# DIRECTIONS FOR THIS TASK
Take the listing below and output it exactly, with no images.

□ □ □ □

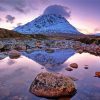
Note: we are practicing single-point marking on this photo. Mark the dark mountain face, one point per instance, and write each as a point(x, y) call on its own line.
point(48, 24)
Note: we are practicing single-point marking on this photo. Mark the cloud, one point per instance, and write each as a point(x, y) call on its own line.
point(10, 19)
point(59, 10)
point(18, 5)
point(2, 9)
point(96, 30)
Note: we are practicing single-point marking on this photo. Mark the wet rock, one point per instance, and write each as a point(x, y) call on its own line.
point(2, 56)
point(74, 65)
point(97, 74)
point(1, 45)
point(13, 54)
point(69, 69)
point(80, 51)
point(52, 85)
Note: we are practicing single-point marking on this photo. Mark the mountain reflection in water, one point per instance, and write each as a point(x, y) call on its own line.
point(16, 76)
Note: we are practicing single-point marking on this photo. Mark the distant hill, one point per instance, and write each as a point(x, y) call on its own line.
point(4, 33)
point(48, 25)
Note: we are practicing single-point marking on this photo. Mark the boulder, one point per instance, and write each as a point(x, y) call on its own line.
point(74, 65)
point(52, 85)
point(13, 54)
point(1, 45)
point(2, 56)
point(69, 69)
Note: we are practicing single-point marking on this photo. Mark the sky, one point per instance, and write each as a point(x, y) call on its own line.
point(83, 14)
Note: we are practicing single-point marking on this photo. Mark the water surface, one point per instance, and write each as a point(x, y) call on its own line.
point(16, 76)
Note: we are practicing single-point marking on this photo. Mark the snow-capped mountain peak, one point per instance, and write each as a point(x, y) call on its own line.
point(47, 24)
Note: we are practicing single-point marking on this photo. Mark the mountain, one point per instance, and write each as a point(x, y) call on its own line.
point(48, 24)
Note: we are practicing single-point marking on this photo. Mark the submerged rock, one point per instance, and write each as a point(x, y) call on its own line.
point(52, 85)
point(74, 65)
point(69, 69)
point(1, 45)
point(13, 54)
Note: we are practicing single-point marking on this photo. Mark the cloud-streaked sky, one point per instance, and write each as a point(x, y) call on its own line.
point(83, 14)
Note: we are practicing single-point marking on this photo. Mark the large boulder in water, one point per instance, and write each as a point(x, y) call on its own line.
point(52, 85)
point(13, 54)
point(1, 45)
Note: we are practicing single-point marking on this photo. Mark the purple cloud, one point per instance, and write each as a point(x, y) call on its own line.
point(18, 5)
point(10, 19)
point(58, 9)
point(2, 9)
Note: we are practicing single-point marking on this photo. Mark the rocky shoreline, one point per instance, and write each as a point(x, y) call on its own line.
point(47, 45)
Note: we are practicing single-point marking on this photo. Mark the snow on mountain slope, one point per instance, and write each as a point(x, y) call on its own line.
point(47, 24)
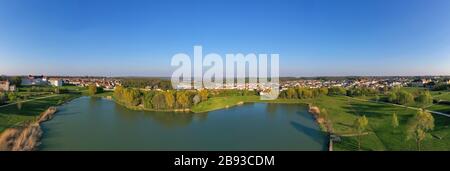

□ □ □ □

# YOUR SOLUTION
Note: we are practicing single-point marking on this photo. Mark the dark mountain face, one point per instance, and write each as a point(x, y) call on its own line.
point(48, 24)
Note: we are practicing single-point marking on this photo. Mark the cloud, one point per instance, and write each as a point(x, y) call on its own line.
point(10, 19)
point(59, 10)
point(18, 5)
point(2, 9)
point(96, 30)
Note: we are practicing single-point marking on this photo. Mark the wet rock, one point per instance, and write each as a point(x, y) call on its own line.
point(2, 56)
point(74, 65)
point(97, 74)
point(1, 45)
point(13, 54)
point(69, 69)
point(80, 51)
point(52, 85)
Note: we are practicing single-point marking on this photo. Mark the mountain reflection in water, one point per instance, and write each as a point(x, y) call on its own line.
point(16, 76)
Note: we are practicing single-point marking on this photo. Mark the distant hill, one point per instance, and write each as a point(x, y) call on its own line.
point(4, 33)
point(48, 25)
Note: we are practicing single-point marking on this photo. Mark the boulder, one point per instance, and write each as a point(x, y) call on its own line.
point(74, 65)
point(52, 85)
point(13, 54)
point(1, 45)
point(2, 56)
point(69, 69)
Note: we are practicing single-point marking on this photo. Mark the sky, one point per instance, and write each as a point(x, y) call on its own line.
point(83, 14)
Note: we are practicing single-point marking on this photo. Mark the water surface, one point per instance, and write each as a point(x, y) call on its own line.
point(16, 76)
Note: we are practicing single-point marking on this photo. Mark the snow-capped mountain peak, one point per instance, and write each as a point(x, y) call on its own line.
point(47, 24)
Note: we are practicing single-point marking on this photo. Mark the mountain, one point per instance, and write each as a point(x, y) call on its own line.
point(48, 24)
Note: we are practicing single-point marking on this photo. Mark the submerged rock, one point per instance, and write each as a point(x, y) call on its own line.
point(52, 85)
point(74, 65)
point(69, 69)
point(1, 45)
point(13, 54)
Note: we are practicing single-point marking on this photo. Mark the cloud-streaked sky, one point per instance, and write each as a point(x, y) call on its own line.
point(83, 14)
Note: we are practicing single-point marking on this photo. Mark the large boulder in water, one point per instance, and write each as a point(x, y) call on its own line.
point(52, 85)
point(13, 54)
point(1, 45)
Note: we are practicing single-point marking on this photo. Mark the purple cloud, one point per instance, and write each as a point(x, y) call on its own line.
point(18, 5)
point(10, 19)
point(58, 9)
point(2, 9)
Note: we are practicing single-point marking on this photo. Mark the rocky shoreline, one point per instance, and write each as a point(x, y) call on its own line.
point(47, 45)
Note: we are practicing single-point marking on this photo. Mark the snow on mountain slope, one point per instance, and write each as a point(x, y) call on its own line.
point(47, 24)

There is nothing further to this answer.